**Provided passage:**
JavaRDD<Integer> inputRDD = sc.parallelize(Arrays.asList(1, 5, 3, 3, 2));
List<Integer> randomValues= inputRDD.takeSample(true, 2);
  • Reduce, used to combine the elements of the RDD, the result is an object of the same type of the input ones. the function used to reduce must be associative and commutative, so that it can be executed in parallel without problems. The public T call(T element1, T element2) method of the Function2<T,T,T> interface must be implemented in the lambda.
// Create an RDD of integers. Load the values 1, 2, 3, 3 in this RDD
JavaRDD<Integer> inputRDDReduce = sc.parallelize(Arrays.asList(1, 2, 3, 3));

// Compute the sum of the values;
Integer sum = inputRDDReduce.reduce((element1, element2) -> element1+element2);

//compute the max
Integer max = inputRDDReduce.reduce((element1, element2) -> {
    if (element1>element2)
        return element1;
    else
    return element2;
});
  • Fold, identical to reduce, the only difference is that you must specify an initial value equal to 0. useless.

  • Aggregate, returns a single Java object by combining the objects of the RDD and an initial "zero" value by using two user defined functions, that must be associative and commutative. The returned objects and the ones of the input RDD can be istances of different classes, this is the main difference with respect to reduce. The aggregate action is based on the U aggregate(U zeroValue, Function2<U,T,U> seqOp, Function2<U,U,U> combOp) method of the JavaRDD class.

The first lambda must implement the public U call(U element1, T element2) method of the Function2<U, T, U> interface.

The second lambda must implement the public U call(U element1, U element2) method of the Function2<U, U, U> interface.

// Define a class to store two integers: sum and numElements
class SumCount implements Serializable {
    public int sum; public int numElements;
    
    public SumCount(int sum, int numElements) {
        this.sum = sum; this.numElements = numElements;
    }

    public double avg() { return sum/ (double) numElements;}
}

...

**Source data:**
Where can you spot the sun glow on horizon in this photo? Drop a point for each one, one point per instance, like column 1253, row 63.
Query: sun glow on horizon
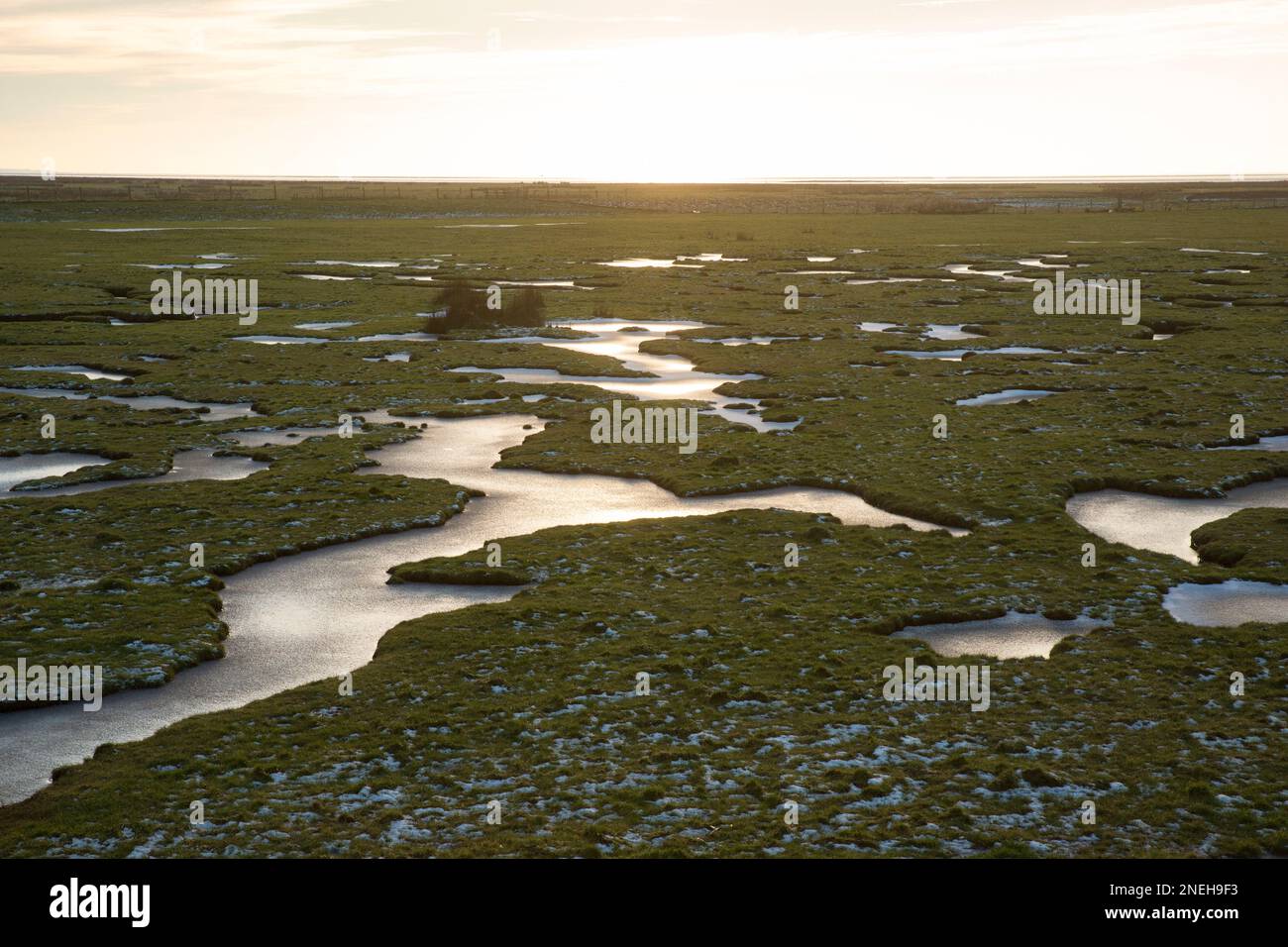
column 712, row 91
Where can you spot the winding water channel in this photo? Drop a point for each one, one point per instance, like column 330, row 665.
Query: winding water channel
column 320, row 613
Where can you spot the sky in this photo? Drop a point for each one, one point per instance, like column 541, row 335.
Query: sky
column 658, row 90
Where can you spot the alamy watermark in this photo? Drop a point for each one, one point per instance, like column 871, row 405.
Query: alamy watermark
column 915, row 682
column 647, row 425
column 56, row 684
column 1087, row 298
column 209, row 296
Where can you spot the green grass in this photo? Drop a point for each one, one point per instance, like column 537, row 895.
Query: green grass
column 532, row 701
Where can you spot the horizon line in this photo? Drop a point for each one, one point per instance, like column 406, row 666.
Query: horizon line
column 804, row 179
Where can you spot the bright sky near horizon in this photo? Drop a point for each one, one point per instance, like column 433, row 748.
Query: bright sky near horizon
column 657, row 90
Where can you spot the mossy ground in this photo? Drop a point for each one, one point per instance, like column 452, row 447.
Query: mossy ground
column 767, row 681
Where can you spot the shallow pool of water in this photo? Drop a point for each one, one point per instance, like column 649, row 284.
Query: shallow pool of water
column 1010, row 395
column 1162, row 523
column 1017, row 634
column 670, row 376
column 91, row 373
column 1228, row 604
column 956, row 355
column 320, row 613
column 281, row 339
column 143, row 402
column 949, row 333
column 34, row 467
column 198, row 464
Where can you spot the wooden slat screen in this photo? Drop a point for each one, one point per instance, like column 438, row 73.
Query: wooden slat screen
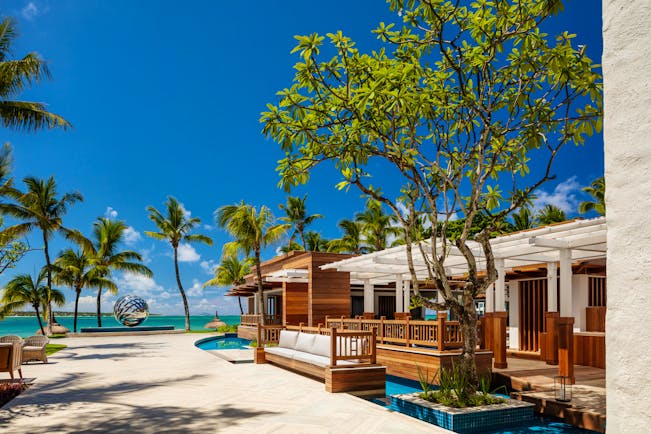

**Set tasks:**
a – In the Spark actions passage, what two properties must the function passed to reduce have?
b – In the records, update everything from the line containing "Where can you spot the mossy" down to the line containing "column 767, row 681" by replacing "mossy ground" with "damp soil", leaving all else unchanged, and give back only those lines.
The text and the records are unrelated to each other.

**Exercise responses:**
a – It must be associative and commutative.

b –
Where can you spot the damp soil in this photo? Drop a point for each one, one point per instance, like column 452, row 447.
Query: damp soil
column 767, row 681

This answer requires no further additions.